DOCUMENT EXCERPT:
┌──

This study was conducted as part of surveillance for COVID-19 infections under the auspices of Section 251 of the NHS Act 2006. It therefore did not require individual patient consent or ethical approval. The COG-UK study protocol was approved by the Public Health England Research Ethics Governance Group (reference: R&D NR0195).
Results
7,406 SARS-CoV-2 positive samples from 6,600 patients were identified in the study period, and care home residency status was determined in 6,413 (Figure 1, Appendix p 16). Positive cases came from 37 submitting organisations including regional hospital laboratories and community-based testing services (Appendix pp 17-19). The study population included almost half of the COVID-19 cases diagnosed in the EoE at this time,24 with the remainder being tested at other laboratory sites.
1,167/ 6,413 (18.2%) of the study population were identified as care home residents from 337 care homes. 193 / 337 (57.3%) care homes were residential homes and 144 / 337 (42.7%) were nursing homes, with the majority located in five counties across EoE (Appendix p 20). This represents around half of the care homes in the East of England which had reported suspected or confirmed outbreaks to PHE as of 11th May 2020.25 As expected, care home residents were older than non-care home residents (median age 86 years (interquartile range (IQR) 79-90 years) versus 65 years (IQR 48-80 years), respectively (P<0.0001, Wilcoxon rank sum test)) (Table 1). There was a median of 2 cases per care home (IQR 1-5, range 1-22), with a highly skewed distribution: the 10 care homes (top 3%) with the largest number of cases contained 164 / 1167 (14.1%) of all care home cases (Appendix p 21). There was a slight trend for nursing homes to have more cases per home than residential homes (median 3, IQR 2-4 versus median 2, IQR 1-3, respectively (P=0.03, Wilcoxon rank sum test)) (Appendix p 22). The number of cases per care home per week increased over the study period (Appendix p 23), likely reflecting increased testing. While non-care home cases declined during April 2020, care home numbers were initially maintained and then declined more slowly; the proportion of cases coming from care homes relative to non-care homes increased, from <10% in March to >40% in the first week of May (Figure 2, Appendix pp 24-25). While this may partially reflect the changing profile of samples submitted to the CMPHL, a similar trend was observed for cases tested acutely at CUH, with the proportion of community-onset care home-associated cases increasing from <5% in March to a peak of 14/49 (28.6%) in mid-April (Appendix p 26).

└──

SOURCE DATA:
┌──

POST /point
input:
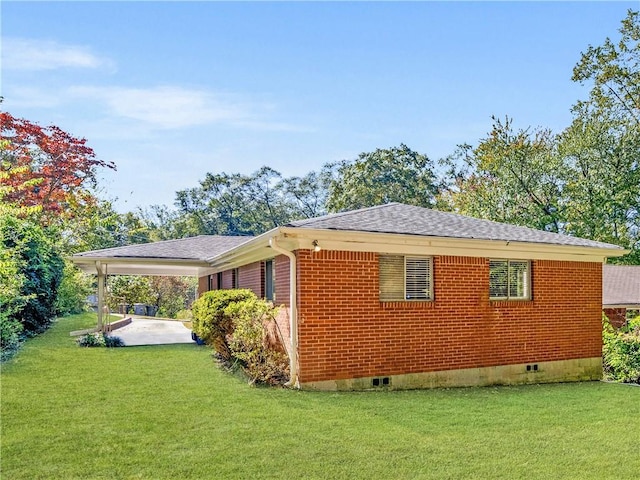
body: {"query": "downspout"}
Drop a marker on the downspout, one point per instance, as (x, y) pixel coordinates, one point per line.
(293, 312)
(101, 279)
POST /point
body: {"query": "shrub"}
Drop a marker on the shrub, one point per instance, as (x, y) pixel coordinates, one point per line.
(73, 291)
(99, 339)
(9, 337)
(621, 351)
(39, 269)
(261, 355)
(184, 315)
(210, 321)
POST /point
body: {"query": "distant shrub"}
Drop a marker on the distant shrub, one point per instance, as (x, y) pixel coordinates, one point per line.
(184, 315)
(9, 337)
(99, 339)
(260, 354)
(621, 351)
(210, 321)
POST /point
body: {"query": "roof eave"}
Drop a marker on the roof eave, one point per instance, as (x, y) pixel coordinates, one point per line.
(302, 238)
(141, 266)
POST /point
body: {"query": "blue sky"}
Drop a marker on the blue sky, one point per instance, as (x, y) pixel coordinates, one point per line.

└──

DIRECTIONS:
Write the next part of the results passage on SARS-CoV-2 infections among East of England care home residents, beginning after its final sentence.

RESPONSE TO THE EXERCISE:
71 / 464 (15.3%) COVID-19 patients diagnosed by the acute medical services at CUH were identified as care home residents (Table 1, Figure 2B), of which <7% were admitted to the intensive care unit (ICU) and 30/71 (42.3%) died (not showing precise values where the number of individuals is equal to or below five, to protect patient anonymity). In comparison, amongst non-care home residents 84 / 393 (21.4%) were admitted to the ICU and 68 / 393 (17.3%) died. The difference in unadjusted mortality rate was significant (P=0.0018, Pearson’s Chi-squared test). The mortality rates for CUH patients who were residents at nursing homes and residential homes were similar: 20 / 49 (41%) versus 10 / 22 (45%), respectively.
Genome sequence data were available for 700 / 1,167 (60.0%) care home residents from 292 care homes in the EoE (Appendix p 27). There was a median of 8 single nucleotide polymorphisms (SNPs) separating care home genomes (IQR 6-12, range 0-29), compared to 9 (IQR 5-13, range 0-28) for randomly selected non-care home samples (P=0.95, Wilcoxon rank sum test), similar to the EoE region described previously8 (Appendix p 28). The proportion of viral lineage B.1.1 increased over the study period in both care home residents and non-care home residents (Appendix pp 29-30), consistent with European trends.26 With ongoing viral evolution, descendent lineages of B.1 and B.1.1 also rose in frequency, and were commonly found in England during the relevant time period. The ten care homes with the largest number of genomes (top ~3%) contained 154 / 700 (22%) samples (range 7-18). For several of these ten care homes, all cases clustered closely together on a phylogenetic tree with zero or 1 pairwise SNP differences, consistent with a single “outbreak” spreading within the care home (where outbreak is defined as two or more cases linked in time or place27) (Figure 3). By contrast, several care homes were “polyphyletic”, with cases distributed across the phylogenetic tree and higher pairwise SNP difference counts between samples, consistent with multiple independent transmission events (Figure 3).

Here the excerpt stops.